▶ **Exercise data**
════════

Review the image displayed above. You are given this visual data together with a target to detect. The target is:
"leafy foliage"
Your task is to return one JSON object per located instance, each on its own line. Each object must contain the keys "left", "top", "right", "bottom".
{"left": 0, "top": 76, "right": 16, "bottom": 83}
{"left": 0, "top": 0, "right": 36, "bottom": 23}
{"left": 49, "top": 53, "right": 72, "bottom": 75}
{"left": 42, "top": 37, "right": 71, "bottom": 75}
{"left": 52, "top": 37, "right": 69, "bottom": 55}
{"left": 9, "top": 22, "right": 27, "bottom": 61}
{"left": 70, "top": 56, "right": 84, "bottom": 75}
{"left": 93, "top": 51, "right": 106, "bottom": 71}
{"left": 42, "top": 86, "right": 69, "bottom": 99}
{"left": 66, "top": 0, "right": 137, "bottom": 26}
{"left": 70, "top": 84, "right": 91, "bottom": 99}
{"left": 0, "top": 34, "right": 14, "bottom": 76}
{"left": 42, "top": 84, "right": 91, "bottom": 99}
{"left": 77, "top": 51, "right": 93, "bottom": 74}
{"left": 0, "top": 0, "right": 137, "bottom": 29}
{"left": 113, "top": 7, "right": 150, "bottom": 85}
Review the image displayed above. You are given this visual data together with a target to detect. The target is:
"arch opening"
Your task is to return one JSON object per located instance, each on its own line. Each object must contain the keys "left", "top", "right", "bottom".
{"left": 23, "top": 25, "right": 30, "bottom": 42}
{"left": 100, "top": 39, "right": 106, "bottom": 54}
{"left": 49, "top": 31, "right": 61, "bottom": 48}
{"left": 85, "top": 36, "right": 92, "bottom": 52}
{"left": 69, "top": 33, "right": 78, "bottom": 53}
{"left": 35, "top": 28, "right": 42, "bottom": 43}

════════

▶ **Work instruction**
What the exercise needs is every record again, word for word.

▶ **Completed task**
Review the image displayed above. You are given this visual data together with a target to detect. The target is:
"leafy foliage"
Your task is to return one JSON object per located instance, each on its own line. Each object must contain the keys "left", "top", "right", "bottom".
{"left": 0, "top": 76, "right": 16, "bottom": 83}
{"left": 0, "top": 0, "right": 36, "bottom": 23}
{"left": 49, "top": 53, "right": 72, "bottom": 75}
{"left": 42, "top": 37, "right": 71, "bottom": 75}
{"left": 52, "top": 37, "right": 69, "bottom": 55}
{"left": 9, "top": 22, "right": 27, "bottom": 61}
{"left": 70, "top": 56, "right": 84, "bottom": 75}
{"left": 93, "top": 51, "right": 106, "bottom": 71}
{"left": 42, "top": 86, "right": 69, "bottom": 99}
{"left": 66, "top": 0, "right": 137, "bottom": 26}
{"left": 70, "top": 84, "right": 91, "bottom": 99}
{"left": 0, "top": 34, "right": 14, "bottom": 76}
{"left": 42, "top": 84, "right": 91, "bottom": 99}
{"left": 77, "top": 51, "right": 93, "bottom": 74}
{"left": 0, "top": 0, "right": 137, "bottom": 29}
{"left": 113, "top": 7, "right": 150, "bottom": 85}
Review the image displayed above. You are given this visual data together with a target to detect. The target is:
"arch opening"
Your task is to return one JSON object per located instance, each on its own line. Each object must contain the keys "left", "top", "right", "bottom".
{"left": 23, "top": 25, "right": 30, "bottom": 42}
{"left": 100, "top": 39, "right": 106, "bottom": 54}
{"left": 49, "top": 31, "right": 61, "bottom": 48}
{"left": 85, "top": 36, "right": 92, "bottom": 52}
{"left": 69, "top": 33, "right": 78, "bottom": 53}
{"left": 35, "top": 28, "right": 42, "bottom": 43}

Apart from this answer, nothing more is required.